• To do: Reproduce all the entries precisely.

Point labeling dataset excerpts:
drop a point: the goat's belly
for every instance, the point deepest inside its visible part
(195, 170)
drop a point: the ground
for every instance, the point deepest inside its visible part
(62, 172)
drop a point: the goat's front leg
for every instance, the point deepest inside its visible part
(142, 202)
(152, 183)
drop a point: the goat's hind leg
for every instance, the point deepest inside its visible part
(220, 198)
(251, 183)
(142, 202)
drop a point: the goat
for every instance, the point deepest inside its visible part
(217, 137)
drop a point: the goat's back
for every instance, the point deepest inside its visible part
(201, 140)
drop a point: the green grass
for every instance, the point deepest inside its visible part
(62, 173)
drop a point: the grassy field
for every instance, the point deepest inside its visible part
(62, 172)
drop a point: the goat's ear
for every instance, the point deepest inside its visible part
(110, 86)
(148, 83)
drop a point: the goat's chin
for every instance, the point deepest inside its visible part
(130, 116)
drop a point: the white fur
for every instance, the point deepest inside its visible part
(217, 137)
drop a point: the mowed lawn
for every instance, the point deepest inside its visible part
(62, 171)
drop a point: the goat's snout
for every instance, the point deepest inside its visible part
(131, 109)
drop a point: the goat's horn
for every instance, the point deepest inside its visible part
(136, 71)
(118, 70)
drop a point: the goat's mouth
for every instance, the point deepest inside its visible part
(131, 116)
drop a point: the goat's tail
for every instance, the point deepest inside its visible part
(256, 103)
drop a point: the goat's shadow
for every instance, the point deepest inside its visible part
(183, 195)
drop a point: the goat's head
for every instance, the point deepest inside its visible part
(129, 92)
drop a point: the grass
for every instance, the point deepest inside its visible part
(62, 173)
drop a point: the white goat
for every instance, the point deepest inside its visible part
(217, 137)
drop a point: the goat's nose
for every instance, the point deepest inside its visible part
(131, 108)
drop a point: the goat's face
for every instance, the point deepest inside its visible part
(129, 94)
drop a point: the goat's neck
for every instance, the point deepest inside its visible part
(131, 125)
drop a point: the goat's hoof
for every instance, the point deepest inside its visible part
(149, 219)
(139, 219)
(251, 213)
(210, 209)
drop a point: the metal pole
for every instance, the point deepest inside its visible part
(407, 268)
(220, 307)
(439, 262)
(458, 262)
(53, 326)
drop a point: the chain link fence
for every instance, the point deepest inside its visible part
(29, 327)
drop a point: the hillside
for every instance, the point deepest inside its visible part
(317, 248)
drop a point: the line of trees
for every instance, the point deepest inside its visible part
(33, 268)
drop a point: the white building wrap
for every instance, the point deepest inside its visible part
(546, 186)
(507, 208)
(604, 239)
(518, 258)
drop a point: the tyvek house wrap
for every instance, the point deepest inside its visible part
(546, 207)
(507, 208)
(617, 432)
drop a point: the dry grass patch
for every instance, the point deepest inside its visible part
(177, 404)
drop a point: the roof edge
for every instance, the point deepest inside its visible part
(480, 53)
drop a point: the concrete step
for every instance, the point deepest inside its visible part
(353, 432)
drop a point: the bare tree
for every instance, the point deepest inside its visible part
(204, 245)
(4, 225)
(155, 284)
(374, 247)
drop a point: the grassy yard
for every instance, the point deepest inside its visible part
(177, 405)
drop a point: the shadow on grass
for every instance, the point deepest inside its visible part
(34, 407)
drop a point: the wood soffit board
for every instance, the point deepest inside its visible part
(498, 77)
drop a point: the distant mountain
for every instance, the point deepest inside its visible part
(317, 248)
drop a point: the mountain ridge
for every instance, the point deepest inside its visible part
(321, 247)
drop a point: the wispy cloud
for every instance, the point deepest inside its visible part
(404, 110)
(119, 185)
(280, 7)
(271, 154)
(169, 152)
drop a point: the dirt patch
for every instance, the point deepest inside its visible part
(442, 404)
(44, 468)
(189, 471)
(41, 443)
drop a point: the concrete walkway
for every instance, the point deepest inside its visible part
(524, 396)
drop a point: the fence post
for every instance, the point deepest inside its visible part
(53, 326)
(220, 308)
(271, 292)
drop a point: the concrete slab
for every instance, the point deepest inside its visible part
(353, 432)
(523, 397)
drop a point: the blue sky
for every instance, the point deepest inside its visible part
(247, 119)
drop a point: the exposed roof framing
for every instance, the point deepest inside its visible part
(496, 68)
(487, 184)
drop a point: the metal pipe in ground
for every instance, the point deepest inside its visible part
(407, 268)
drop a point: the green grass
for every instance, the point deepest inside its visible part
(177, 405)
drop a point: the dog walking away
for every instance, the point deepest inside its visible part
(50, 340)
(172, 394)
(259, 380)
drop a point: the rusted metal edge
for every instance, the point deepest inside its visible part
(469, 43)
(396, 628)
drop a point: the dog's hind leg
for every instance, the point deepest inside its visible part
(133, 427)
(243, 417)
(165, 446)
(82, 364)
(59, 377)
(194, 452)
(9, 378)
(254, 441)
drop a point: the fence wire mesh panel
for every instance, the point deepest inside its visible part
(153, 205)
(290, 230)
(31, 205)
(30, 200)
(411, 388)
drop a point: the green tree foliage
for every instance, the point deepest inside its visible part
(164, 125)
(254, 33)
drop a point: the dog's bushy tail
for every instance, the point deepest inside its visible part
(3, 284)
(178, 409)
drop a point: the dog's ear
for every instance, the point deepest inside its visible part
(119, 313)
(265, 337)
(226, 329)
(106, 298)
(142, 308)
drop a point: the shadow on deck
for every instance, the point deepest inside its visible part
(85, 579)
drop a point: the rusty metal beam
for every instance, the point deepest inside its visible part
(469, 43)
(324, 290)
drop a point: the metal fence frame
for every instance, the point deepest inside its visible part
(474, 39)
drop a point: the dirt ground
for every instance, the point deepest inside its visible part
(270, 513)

• Complete output:
drop a point: the goat's belly
for every instance, the point deepest inside its visible part
(195, 170)
drop a point: the ground
for every instance, the point deepest inside its visible part
(62, 172)
drop a point: the goat's front leg
for every instance, the point deepest inside its visible part
(142, 202)
(152, 183)
drop a point: the goat's hind leg
for every instance, the point deepest inside its visible part
(220, 198)
(251, 183)
(142, 202)
drop a point: the goat
for every instance, the point deepest inside its visible part
(217, 137)
drop a point: the goat's back
for every instance, the point deepest inside its visible part
(201, 140)
drop a point: the green grass
for every instance, the point deepest inside its visible part
(62, 173)
drop a point: the grassy field
for every instance, the point deepest inside its visible part
(62, 172)
drop a point: the goat's ear
for every instance, the point deepest inside its visible part
(110, 86)
(148, 83)
drop a point: the goat's chin
for every instance, the point deepest inside its visible part
(130, 116)
drop a point: the white fur
for every instance, the point deepest inside its visible part
(217, 137)
drop a point: the mowed lawn
for every instance, the point deepest inside its visible part
(62, 171)
drop a point: the goat's snout
for every instance, the point deepest inside its visible part
(131, 109)
drop a point: the goat's horn
for every instance, the point deepest inside its visible part
(136, 71)
(118, 70)
drop a point: the goat's mouth
for every instance, the point deepest inside its visible part
(131, 116)
drop a point: the goat's tail
for every instance, the point deepest inside its visible part
(256, 103)
drop a point: the goat's shadow
for every instance, the point deepest inside its visible part
(183, 195)
drop a point: the goat's head
for every instance, the point deepest inside its visible part
(129, 92)
drop a point: the grass
for every instance, the point deepest inside its visible part
(62, 173)
drop a point: the white goat
for every instance, the point deepest inside its visible part
(217, 137)
drop a point: the goat's nose
for every instance, the point deepest inside its visible part
(131, 108)
drop a point: the goat's face
for every instance, the point deepest inside its visible part
(129, 94)
drop a point: the goat's neck
for every instance, the point deepest inside its visible part
(131, 125)
drop a point: the goat's hoof
for every instance, the point deepest inside its visible part
(149, 219)
(139, 219)
(251, 213)
(210, 209)
drop a point: the metal pole
for every instance, the point deepest inside its visible part
(407, 268)
(220, 307)
(439, 262)
(458, 262)
(53, 326)
drop a point: the chain link fence
for every instance, the point deepest inside its visible part
(29, 327)
drop a point: the hillside
for every instance, the point deepest inside its visible part
(317, 248)
drop a point: the line of trees
for every instance, the point deepest inside its visible part
(33, 268)
drop a point: the white building wrap
for every instance, the point deepest inside its visible part
(546, 186)
(507, 208)
(604, 239)
(518, 258)
drop a point: the tyvek house wrap
for every instance, the point deepest inside its visible part
(546, 207)
(507, 208)
(617, 432)
drop a point: the dry grass patch
for every instance, the point deepest inside its visible part
(177, 404)
drop a point: the roof edge
for every instance, the point deepest inside its visible part
(480, 53)
drop a point: the concrete step
for every instance, the point deepest inside its visible part
(353, 432)
drop a point: the bare tree
for every instance, the point deepest inside its visible part
(204, 245)
(4, 225)
(155, 284)
(374, 247)
drop a point: the grassy yard
for every instance, the point deepest inside its visible part
(177, 405)
drop a point: the shadow on grass
for every instance, the point deepest inside its visible part
(34, 407)
drop a point: the wood soffit board
for every instance, the point deepest inside its visible part
(498, 77)
drop a point: the distant mountain
for every instance, the point deepest inside its visible part
(317, 248)
drop a point: the mountain ridge
for every instance, the point deepest inside its visible part
(321, 247)
drop a point: the wispy cloud
for every instance, the point deepest inside its visible part
(404, 110)
(119, 185)
(280, 7)
(271, 154)
(169, 152)
drop a point: the dirt patch
for every instance, the point deepest inside its visible part
(442, 404)
(44, 468)
(189, 471)
(41, 443)
drop a point: the concrete walkway
for every instance, the point deepest inside its visible part
(524, 396)
drop a point: the fence post
for every instance, the point deepest inside its visible part
(53, 326)
(220, 308)
(271, 292)
drop a point: the concrete slab
for every instance, the point deepest inside its visible part
(353, 432)
(523, 397)
drop a point: the blue sky
for every instance, the point deepest inside its visible part
(247, 119)
drop a point: the exposed roof framing
for every instance, the point deepest inside its visible part
(496, 68)
(487, 184)
drop a point: the metal pipe in ground
for every instance, the point deepest inside its visible part
(407, 268)
drop a point: the green grass
for every instance, the point deepest inside its visible part
(177, 405)
drop a point: the dog walking away
for every instance, the point deepest inside its visible part
(50, 340)
(172, 394)
(259, 380)
drop a point: the rusted metal edge
for every instance, the point deepest inside its visible part
(469, 43)
(396, 628)
drop a point: the dog's hind leg
for every instance, the point deepest inside its visible part
(133, 427)
(243, 417)
(165, 446)
(82, 364)
(59, 377)
(194, 452)
(9, 378)
(254, 441)
drop a point: the fence wire mesh panel
for every instance, the point deepest inside its visible part
(153, 205)
(290, 230)
(31, 205)
(30, 200)
(411, 388)
drop a point: the green tree foliage
for every instance, the point deepest inside its visible part
(164, 125)
(254, 33)
drop a point: the dog's bushy tail
for every instance, the point deepest inside its visible part
(3, 284)
(178, 409)
drop a point: the dog's ear
for every instance, the point deepest inside its visible part
(119, 313)
(265, 337)
(226, 329)
(106, 298)
(142, 308)
drop a point: the shadow on deck
for every instance, the point deepest inside its visible part
(85, 579)
drop a point: the rusty metal beam
for every instance, the point deepest inside its visible part
(469, 43)
(324, 290)
drop a point: the metal fence frame
for every instance, the point deepest inside its visible part
(474, 39)
drop a point: the dirt ground
for every instance, the point deepest inside its visible part
(270, 513)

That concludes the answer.